## Assembly AI (closed-source ASR)

Prediction using the sdk platform provided for python and the API calls 

In [None]:
% pip install assemblyai

In [None]:
import os
import time
import assemblyai as aai
import json
from utils import names
from dotenv import load_dotenv

load_dotenv()

files = names.get_file_names()

In [None]:
aai.settings.api_key = os.getenv("ASSEMBLYAI_API_KEY")

transcriber = aai.Transcriber()

config = aai.TranscriptionConfig(speech_model=aai.SpeechModel.universal, language_code="it")

In [3]:
def assemblyai_transcribe(audio_file_path):
    transcript = transcriber.transcribe(data=audio_file_path, config=config)

    if transcript.status == aai.TranscriptStatus.error:
        print(f"Transcription failed: {transcript.error}")
        exit(1)

    return transcript

In [None]:
def save_transcript_text(file_name, text):
    with open(f"../data/assemblyai/text/{file_name}.txt", "w", encoding="utf-8") as f:
        f.write(text)

** Data listing **
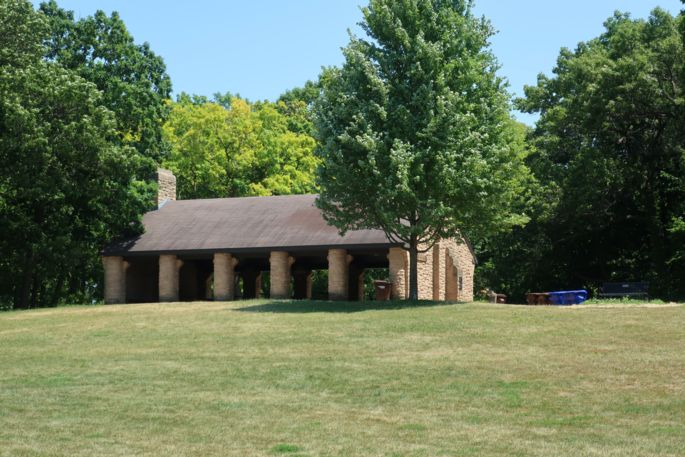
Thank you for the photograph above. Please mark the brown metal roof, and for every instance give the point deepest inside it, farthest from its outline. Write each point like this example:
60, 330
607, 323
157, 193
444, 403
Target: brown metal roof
239, 225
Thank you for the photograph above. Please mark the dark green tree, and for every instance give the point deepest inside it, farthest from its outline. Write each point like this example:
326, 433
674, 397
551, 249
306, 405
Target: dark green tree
414, 128
132, 78
609, 142
66, 185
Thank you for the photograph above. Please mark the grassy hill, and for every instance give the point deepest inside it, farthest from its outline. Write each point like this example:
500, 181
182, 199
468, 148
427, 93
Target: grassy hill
260, 378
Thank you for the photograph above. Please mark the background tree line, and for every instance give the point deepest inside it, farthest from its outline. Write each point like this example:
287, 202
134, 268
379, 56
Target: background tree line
608, 158
594, 192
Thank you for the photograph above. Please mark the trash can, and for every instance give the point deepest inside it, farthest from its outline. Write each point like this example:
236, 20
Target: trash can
383, 290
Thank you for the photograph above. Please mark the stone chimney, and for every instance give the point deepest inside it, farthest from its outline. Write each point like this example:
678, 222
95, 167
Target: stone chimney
166, 186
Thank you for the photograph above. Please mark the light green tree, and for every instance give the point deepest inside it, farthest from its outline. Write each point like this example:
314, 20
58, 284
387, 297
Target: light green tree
231, 148
66, 185
414, 128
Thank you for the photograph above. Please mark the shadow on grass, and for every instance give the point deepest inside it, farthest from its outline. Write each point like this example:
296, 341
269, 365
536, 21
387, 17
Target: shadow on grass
319, 306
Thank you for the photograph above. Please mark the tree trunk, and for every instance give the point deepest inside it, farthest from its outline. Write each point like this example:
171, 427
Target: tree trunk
24, 298
413, 269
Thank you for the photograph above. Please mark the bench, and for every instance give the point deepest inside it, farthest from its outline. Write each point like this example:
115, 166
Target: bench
624, 289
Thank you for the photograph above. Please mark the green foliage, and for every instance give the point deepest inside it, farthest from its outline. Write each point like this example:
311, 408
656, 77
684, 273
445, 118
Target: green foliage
232, 148
415, 127
608, 154
65, 184
132, 78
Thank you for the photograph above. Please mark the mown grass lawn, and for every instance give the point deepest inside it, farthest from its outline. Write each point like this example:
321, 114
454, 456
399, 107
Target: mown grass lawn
260, 378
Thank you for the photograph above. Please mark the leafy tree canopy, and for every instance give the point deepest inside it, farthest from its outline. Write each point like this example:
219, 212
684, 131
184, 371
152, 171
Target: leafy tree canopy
415, 128
66, 185
230, 147
133, 79
609, 155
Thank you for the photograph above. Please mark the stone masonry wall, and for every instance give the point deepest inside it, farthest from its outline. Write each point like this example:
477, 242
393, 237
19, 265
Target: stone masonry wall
166, 186
464, 265
445, 272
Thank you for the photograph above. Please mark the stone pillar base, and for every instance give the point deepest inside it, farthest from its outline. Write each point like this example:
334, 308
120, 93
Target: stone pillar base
169, 267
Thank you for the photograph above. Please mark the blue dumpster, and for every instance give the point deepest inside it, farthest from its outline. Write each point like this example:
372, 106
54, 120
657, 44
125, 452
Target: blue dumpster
568, 297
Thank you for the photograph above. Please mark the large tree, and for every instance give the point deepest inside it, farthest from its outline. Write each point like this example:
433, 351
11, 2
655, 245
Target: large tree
132, 78
415, 126
609, 147
66, 184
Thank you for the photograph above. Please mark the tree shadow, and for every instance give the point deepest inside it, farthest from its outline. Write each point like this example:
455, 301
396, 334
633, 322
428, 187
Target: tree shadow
320, 306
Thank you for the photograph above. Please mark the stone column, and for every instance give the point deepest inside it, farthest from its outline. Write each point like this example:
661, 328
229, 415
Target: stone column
224, 276
302, 284
398, 260
438, 272
252, 283
169, 267
355, 288
115, 279
338, 274
280, 274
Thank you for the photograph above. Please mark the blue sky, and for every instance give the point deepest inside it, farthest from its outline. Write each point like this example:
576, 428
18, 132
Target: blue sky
260, 48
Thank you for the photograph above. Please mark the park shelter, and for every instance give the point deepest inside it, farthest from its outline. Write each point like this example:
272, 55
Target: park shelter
217, 249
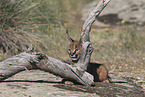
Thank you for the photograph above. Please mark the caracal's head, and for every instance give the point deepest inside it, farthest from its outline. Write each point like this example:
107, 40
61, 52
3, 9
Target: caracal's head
74, 49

** Aim of the task **
Reproduce the Assembly AI transcription text from "return transcript" up to and including "f.write(text)".

** Final result **
return transcript

In [None]:
def save_transcript_text(file_name, text):
    with open(f"../data/assemblyai/text/{file_name}.txt", "w", encoding="utf-8") as f:
        f.write(text)